§ **PASSAGE GIVEN**
━━━━━━━━

# Express Entry Profile Issues



## pr2b (Jul 24, 2013)

Hi

I have created a profile and I fulfill the basic eligibility according to the online test from CIC, but when I submitted the profile it says Profile Ineligible.

The second issue is that when I try to modify the submitted profile, there is no button to modify it. There is just one button that says "View Submitted Application" and it only has "View Form" buttons for different sections of the application. 

The pdf file send in the message says something like

"Based on your profile, you do not methe minmum eligbilty criteria for any of these programs. Reasons you would not be
eligble for Expres Entry include:
• not having a valid language test
• language test results that are more than two years old
• a language test score that is to low
• not having enough relvant work experience
• not having the required education level
• not having enough funds"


Please suggest what to do.


----------



## Auld Yin (Mar 10, 2009)

I suggest that you stay in Australia and make a life there.


----------



## EVHB (Feb 11, 2008)

Can you try it again? Maybe you made a date entry mistake?


----------



## colchar (Oct 25, 2011)

pr2b said:


> Hi
> 
> I have created a profile and I fulfill the basic eligibility according to the online test from CIC, but when I submitted the profile it says Profile Ineligible.
> 
> ...



I would suggest that you do a valid English language test and meet the required score, get some more relevant work experience, upgrade your education, and save move money.


----------



## EVHB (Feb 11, 2008)

What were your results on the language tests? You did the General IELTS, less than 2 years ago?
What NOC code do you claim your work experience in? How much experience do you have in that after graduation?
What was the result of the (WES) credential assessment regarding your education?
How much money do you have on the bank? (in Canadian $)


----------



## pr2b (Jul 24, 2013)

EVHB said:


> What were your results on the language tests? You did the General IELTS, less than 2 years ago?

━━━━━━━━

§ **RECORD EXTRACTS**
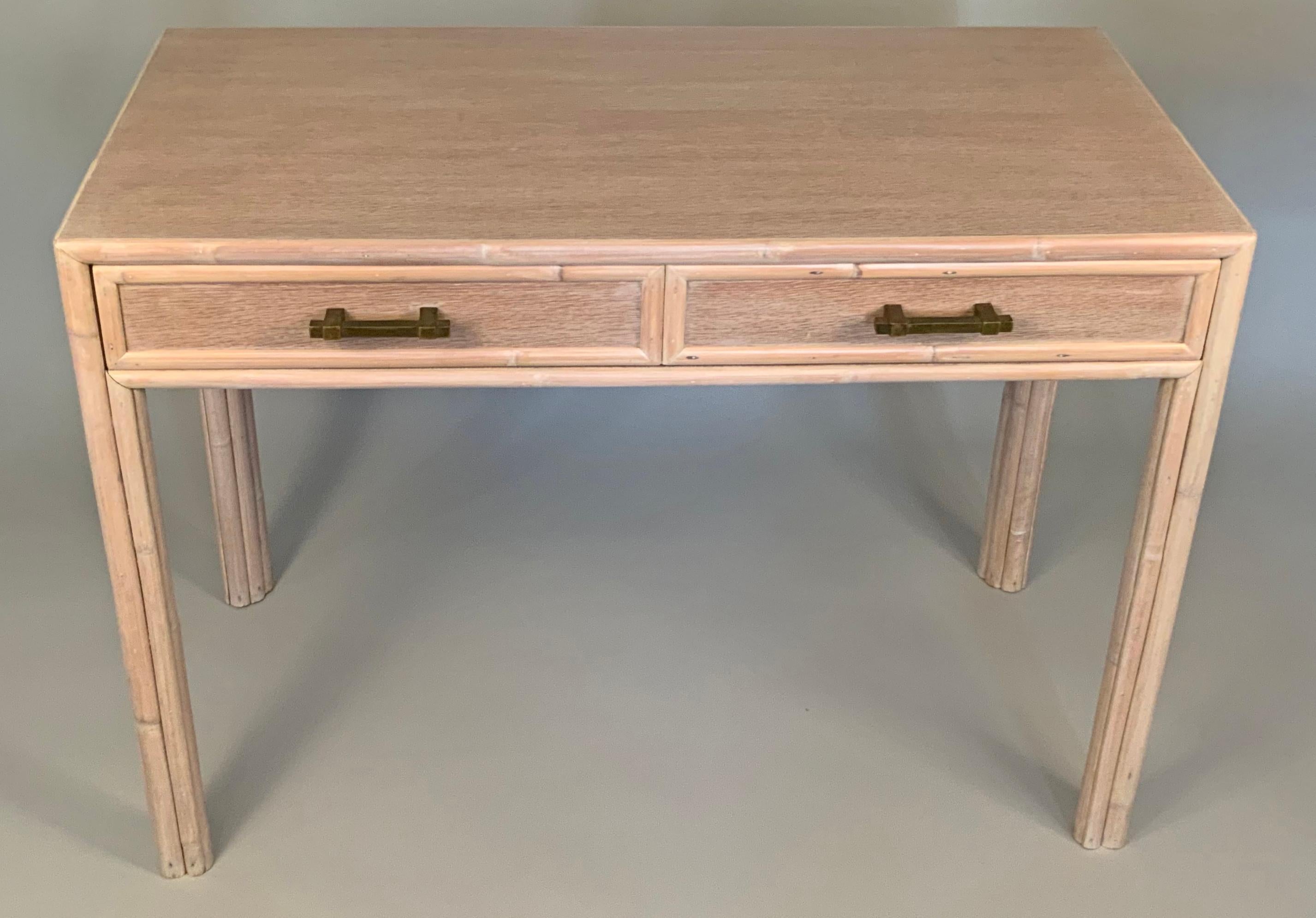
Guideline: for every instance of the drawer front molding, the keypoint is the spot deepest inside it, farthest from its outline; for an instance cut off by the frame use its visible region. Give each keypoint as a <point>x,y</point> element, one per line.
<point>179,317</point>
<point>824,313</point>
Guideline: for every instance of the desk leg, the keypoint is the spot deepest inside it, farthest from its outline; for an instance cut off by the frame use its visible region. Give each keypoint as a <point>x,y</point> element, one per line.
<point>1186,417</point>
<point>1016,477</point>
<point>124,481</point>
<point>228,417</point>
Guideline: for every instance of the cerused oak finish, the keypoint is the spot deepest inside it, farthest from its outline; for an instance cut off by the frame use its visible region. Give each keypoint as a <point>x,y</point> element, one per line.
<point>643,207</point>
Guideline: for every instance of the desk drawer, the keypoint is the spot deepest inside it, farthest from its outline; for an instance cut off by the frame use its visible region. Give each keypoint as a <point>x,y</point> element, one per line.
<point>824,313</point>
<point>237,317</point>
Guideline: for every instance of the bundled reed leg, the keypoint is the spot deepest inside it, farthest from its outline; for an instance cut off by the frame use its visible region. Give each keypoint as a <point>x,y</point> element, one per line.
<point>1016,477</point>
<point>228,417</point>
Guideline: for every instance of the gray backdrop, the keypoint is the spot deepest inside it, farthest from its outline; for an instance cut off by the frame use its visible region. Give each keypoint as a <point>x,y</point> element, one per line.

━━━━━━━━

§ **AIM OF THE TASK**
Which distinct usernames post in the forum thread about Express Entry profile issues?

§ **WRITTEN RESPONSE**
pr2b, Auld Yin, EVHB, colchar